TASK TO COMPLETE: Once you reach the line containing "side mirror, where" in the entries below, write out that line and each one after it down to the line containing "Look at the photo above. For each instance of the clear", exactly and with nothing added.
---- SUPPLIED DATA
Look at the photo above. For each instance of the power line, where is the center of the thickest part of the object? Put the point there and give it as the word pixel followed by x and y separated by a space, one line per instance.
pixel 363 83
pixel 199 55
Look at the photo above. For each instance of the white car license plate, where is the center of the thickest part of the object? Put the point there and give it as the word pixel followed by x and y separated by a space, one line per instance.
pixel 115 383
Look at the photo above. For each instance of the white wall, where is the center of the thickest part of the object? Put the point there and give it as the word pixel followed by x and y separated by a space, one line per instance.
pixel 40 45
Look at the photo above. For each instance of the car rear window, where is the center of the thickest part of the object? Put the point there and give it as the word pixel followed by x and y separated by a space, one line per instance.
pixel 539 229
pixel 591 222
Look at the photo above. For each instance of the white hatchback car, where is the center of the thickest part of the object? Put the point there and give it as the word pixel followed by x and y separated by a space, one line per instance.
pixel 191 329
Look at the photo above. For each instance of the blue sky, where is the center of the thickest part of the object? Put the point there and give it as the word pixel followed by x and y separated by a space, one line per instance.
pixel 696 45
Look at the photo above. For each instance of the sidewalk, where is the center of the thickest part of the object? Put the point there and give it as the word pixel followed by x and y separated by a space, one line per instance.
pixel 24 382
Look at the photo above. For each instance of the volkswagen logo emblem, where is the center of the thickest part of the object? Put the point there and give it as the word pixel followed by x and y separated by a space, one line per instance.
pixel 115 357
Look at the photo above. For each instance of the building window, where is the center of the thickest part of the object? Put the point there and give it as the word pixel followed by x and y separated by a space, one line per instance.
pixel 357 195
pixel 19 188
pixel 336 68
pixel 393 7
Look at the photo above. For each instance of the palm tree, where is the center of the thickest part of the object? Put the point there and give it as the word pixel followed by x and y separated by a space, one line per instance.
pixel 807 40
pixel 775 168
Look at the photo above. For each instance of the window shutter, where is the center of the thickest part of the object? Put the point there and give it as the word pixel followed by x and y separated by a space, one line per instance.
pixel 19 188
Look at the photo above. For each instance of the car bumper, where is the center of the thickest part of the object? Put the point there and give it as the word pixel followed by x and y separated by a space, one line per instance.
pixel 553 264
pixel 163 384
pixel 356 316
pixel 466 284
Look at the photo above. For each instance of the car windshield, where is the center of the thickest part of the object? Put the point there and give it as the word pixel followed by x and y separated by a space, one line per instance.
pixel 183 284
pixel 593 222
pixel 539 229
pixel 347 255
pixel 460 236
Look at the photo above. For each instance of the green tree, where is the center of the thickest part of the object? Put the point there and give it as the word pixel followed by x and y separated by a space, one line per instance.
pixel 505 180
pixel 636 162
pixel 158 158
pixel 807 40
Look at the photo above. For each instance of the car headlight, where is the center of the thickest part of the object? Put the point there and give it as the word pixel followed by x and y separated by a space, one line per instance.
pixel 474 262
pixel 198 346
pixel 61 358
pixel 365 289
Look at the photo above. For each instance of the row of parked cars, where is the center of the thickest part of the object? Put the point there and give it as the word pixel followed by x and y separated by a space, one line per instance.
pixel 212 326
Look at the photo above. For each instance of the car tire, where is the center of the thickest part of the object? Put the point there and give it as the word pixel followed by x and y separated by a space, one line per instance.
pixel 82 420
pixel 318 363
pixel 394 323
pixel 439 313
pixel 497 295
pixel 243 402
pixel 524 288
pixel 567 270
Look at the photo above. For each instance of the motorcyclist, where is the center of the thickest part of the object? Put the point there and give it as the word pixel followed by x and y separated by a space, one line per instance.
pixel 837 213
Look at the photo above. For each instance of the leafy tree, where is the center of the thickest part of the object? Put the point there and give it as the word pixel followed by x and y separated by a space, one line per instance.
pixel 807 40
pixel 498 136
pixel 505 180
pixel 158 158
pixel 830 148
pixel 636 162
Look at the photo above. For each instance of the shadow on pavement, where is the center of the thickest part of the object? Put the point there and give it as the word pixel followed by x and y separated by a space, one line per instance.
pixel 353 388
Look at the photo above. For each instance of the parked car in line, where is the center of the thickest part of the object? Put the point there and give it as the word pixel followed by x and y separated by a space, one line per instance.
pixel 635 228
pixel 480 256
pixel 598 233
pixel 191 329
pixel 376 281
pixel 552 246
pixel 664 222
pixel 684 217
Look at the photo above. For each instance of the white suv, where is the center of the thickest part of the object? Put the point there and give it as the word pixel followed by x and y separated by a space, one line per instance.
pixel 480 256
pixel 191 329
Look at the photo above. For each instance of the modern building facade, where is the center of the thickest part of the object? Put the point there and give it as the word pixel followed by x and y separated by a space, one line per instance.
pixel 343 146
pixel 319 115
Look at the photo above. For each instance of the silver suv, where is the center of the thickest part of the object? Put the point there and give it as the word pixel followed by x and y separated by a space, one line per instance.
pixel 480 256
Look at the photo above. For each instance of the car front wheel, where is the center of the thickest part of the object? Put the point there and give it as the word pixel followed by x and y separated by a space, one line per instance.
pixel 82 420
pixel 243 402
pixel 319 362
--------
---- SUPPLIED DATA
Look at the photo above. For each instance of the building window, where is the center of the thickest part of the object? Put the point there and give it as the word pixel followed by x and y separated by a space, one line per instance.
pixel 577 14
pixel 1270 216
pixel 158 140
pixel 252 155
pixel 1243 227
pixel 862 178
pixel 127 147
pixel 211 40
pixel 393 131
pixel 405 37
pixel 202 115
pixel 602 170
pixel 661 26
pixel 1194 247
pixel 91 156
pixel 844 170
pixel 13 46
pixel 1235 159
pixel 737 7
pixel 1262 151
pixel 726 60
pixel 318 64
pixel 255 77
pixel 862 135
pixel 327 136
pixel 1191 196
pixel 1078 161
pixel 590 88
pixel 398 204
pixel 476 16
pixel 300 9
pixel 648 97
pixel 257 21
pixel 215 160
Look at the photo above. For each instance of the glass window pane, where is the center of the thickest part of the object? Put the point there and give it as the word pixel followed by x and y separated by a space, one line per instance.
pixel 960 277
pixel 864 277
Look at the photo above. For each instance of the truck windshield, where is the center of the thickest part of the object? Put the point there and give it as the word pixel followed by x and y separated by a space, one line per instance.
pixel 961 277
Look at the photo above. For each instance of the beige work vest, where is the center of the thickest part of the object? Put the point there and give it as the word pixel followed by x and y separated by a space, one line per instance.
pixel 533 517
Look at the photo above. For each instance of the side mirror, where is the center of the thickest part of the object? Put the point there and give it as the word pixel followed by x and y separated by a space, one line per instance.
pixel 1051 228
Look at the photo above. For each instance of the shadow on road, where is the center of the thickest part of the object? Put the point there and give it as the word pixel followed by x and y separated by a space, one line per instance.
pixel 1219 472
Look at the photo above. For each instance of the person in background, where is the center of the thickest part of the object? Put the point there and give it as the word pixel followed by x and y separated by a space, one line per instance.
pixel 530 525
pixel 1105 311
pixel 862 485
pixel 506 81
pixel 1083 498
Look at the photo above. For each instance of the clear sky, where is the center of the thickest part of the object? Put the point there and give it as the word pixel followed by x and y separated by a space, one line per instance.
--------
EXERCISE OUTPUT:
Look at the photo above. For each instance of the side mirror, where is the center of the thickest part of the object? Put the point there and give it as the word pixel followed by x and y separated by a space, one line per instance.
pixel 1051 228
Look at the photo above. For each instance of the shadow on road, where is the center of the thickest part of the object? Put the point there and give it as the word pixel followed by x and y separated by a space, one line per instance.
pixel 1219 472
Look at the photo above. For each instance of the person in background, where is the center of the thickest part of the object? Put the point there and give it as the word pixel followed by x and y separated by a space, one line per instance.
pixel 530 525
pixel 1105 311
pixel 862 485
pixel 506 81
pixel 1083 498
Look at the photo above. For each instance of the clear sky, where is the center of the thickest part of the object? Put the point there and give it as the word pixel followed by x and y separated by a space, one line per instance.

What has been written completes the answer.